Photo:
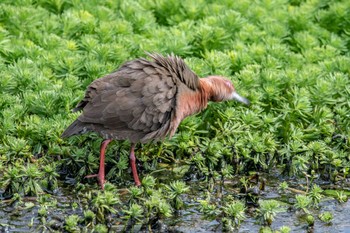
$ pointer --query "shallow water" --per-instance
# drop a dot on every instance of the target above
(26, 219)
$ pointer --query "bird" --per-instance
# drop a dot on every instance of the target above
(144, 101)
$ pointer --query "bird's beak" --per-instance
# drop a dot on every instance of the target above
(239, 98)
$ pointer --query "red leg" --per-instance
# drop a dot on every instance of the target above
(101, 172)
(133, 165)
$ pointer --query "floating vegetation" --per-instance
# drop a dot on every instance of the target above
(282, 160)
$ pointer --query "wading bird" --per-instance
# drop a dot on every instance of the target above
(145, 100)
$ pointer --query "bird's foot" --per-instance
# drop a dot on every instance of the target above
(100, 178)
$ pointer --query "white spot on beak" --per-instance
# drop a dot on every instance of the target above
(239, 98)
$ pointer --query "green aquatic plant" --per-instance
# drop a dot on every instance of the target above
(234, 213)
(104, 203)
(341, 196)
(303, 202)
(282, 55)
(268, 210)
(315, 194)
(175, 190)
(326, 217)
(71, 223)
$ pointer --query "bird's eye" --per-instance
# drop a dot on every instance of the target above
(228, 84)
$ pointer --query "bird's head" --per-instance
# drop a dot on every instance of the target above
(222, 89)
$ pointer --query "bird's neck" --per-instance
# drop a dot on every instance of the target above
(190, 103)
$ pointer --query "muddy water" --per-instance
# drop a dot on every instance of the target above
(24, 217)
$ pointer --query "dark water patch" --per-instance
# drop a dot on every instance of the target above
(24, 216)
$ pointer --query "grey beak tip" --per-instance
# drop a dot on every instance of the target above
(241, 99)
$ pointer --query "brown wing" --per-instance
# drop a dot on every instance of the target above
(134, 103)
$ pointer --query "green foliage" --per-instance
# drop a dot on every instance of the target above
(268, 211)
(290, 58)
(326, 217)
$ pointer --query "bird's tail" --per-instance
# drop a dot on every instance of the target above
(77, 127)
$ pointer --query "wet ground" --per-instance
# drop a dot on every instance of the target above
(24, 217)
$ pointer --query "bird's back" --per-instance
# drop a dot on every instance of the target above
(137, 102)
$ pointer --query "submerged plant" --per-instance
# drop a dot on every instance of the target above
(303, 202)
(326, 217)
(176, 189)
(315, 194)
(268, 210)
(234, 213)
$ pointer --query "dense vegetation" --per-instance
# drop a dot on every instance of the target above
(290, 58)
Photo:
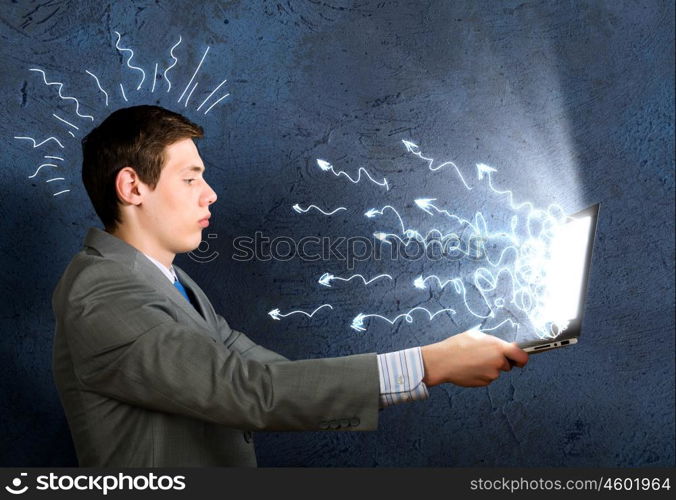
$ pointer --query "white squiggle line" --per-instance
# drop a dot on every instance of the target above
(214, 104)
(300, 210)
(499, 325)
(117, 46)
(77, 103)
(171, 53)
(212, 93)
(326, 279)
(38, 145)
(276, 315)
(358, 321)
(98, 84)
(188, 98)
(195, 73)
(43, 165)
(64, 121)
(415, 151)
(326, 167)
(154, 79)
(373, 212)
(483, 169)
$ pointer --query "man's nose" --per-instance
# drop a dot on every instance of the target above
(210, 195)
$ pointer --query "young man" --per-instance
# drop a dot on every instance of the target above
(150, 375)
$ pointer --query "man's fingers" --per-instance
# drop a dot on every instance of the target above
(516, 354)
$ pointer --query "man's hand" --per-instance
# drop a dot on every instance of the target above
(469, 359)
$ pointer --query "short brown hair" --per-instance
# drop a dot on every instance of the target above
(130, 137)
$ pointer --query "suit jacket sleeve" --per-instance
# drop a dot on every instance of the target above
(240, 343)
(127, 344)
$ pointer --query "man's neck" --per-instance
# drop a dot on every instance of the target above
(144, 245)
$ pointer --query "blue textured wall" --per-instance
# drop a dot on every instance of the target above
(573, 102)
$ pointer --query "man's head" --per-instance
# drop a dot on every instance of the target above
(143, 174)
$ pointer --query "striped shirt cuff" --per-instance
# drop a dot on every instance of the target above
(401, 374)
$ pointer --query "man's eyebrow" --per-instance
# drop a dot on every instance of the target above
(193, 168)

### WHAT IS BEING ASKED
Please count, in the material above, the lines that hold the word "brown", and report only the total.

### ANSWER SECTION
2